Text:
Start of Block

VAUNTING
AND FEAR
The
intended moral of it all was summed up in Newsweek
by James Wire, an 82 year-old Pearl Harbor survivor, who
thinks the Pearl Harbor movie is "'great' because
it's a warning: 'Americans have become complacent. They
think it can't happen now. But it can." A state of advanced
paranoia is the natural condition of every Empire: it
is the price we pay for our imperial preeminence, "a curious
and characteristic emotional weakness of Empire," as Garet
Garrett put it, which amounts to "a complex of vaunting
and fear."
PERPETUAL
TERROR
In
short, we must live in a state of perpetual terror, or
else the War Party (Hollywood division) isn't doing its
job. "Terrorism" lurks in every airport, a ghostly specter
haunting the conscience of the nation. At any moment,
foreign Furies could unleash their terrible vengeance:
a cyber-attack, a "rogue nation" missile attack, yet another
Pearl Harbor-style "sneak" attack that we had every reason
to anticipate but somehow didn't. Fear must be our permanent
state, it must infuse the very air we breathe, and to
that end Hollywood is more than complicit.
"GET
ME RE-WRITE!"
A
recent
news story on the making of Pearl Harbor notes
that "if Lt. Col. Jimmy Doolittle comes across as particularly
heroic in the new war epic Pearl Harbor, the credit
goes as much to the behind-the-scenes influence of the
Pentagon as to the vision of Hollywood filmmakers." These
days, when someone in some big producer's office barks
"get me rewrite!" he's likely to be put through to the
Pentagon: "In exchange for providing Hollywood with military
advice," reports the Associated Press, "personnel and
awesome equipment for movies and TV shows, the Pentagon
gets an advance look at scripts and has a chance to negotiate
changes." Conservatives want to get rid of the National
Endowment for the Arts, but this is the kind of government-sponsored
and controlled "art" that they are no doubt willing to
countenance precisely because it has much more
effect on the national psyche than the artsy-fartsy nude
photography of the late Robert
Mapplethorpe.
PLAYING
BY THE RULES
Will
the Pentagon open up a whole new department devoted to
"advising" Hollywood on how best to whip up the American
public into a frothy-mouthed war frenzy? Don't be naïve:
they've
already done it. It's called the Film Liaison Office,
and it's headed up by Philip
Strub, whose title is "Special Assistant for Audiovisual":
aside from that, every branch of the military has a special
Los Angeles office that does little but give its "input"
into Tinseltown. As John Lovett, a consultant on military
matters to filmmakers, puts it: "If you want to use the
military's toys, you've got to play by their rules. That's
how it's done." But what are their rules, exactly?

End of Block

Data below:
Start of Block

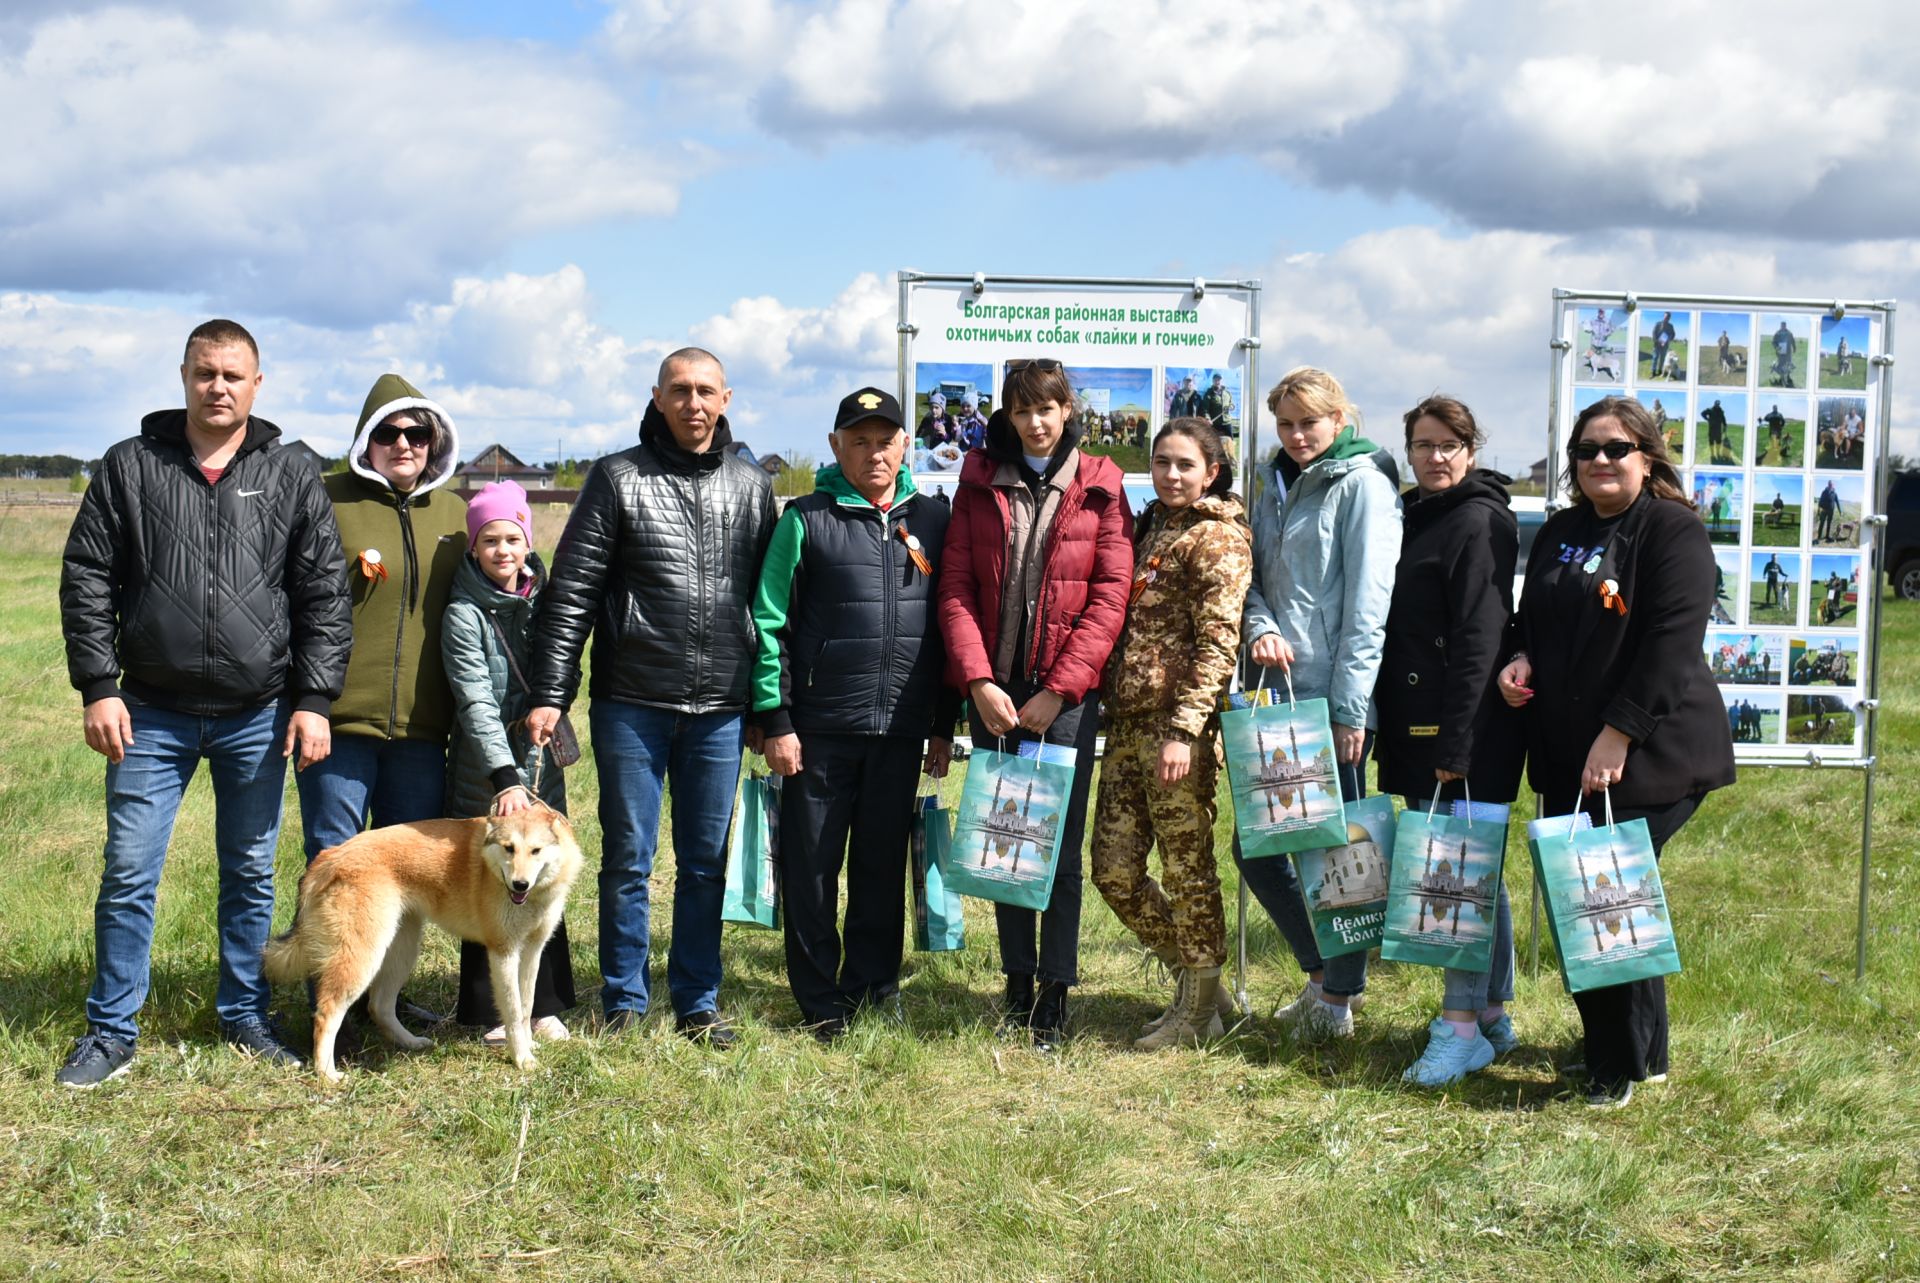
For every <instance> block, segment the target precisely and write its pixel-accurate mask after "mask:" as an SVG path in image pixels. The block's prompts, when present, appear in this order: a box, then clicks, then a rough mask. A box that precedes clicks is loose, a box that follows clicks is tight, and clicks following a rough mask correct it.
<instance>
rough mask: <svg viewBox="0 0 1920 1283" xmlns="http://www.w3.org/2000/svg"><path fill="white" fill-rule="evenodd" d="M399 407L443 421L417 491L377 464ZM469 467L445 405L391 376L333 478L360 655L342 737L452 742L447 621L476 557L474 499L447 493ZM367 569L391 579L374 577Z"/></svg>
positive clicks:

End of Block

Task set:
- a) Answer the following from the article on Hollywood and the Pentagon.
(i) How old is James Wire, the Pearl Harbor survivor quoted in Newsweek?
(ii) What is Philip Strub's title?
(iii) According to the Associated Press, what does the Pentagon receive in exchange for providing Hollywood with military advice, personnel, and equipment?
- b) Transcribe the article on Hollywood and the Pentagon from "into Tinseltown. As" to "their rules, exactly?".

Solutions to each task:
- a)
(i) He is 82 years old.
(ii) His title is "Special Assistant for Audiovisual."
(iii) The Pentagon receives an advance look at scripts and a chance to negotiate changes.

- b)
into Tinseltown. As John Lovett, a consultant on military
matters to filmmakers, puts it: "If you want to use the
military's toys, you've got to play by their rules. That's
how it's done." But what are their rules, exactly?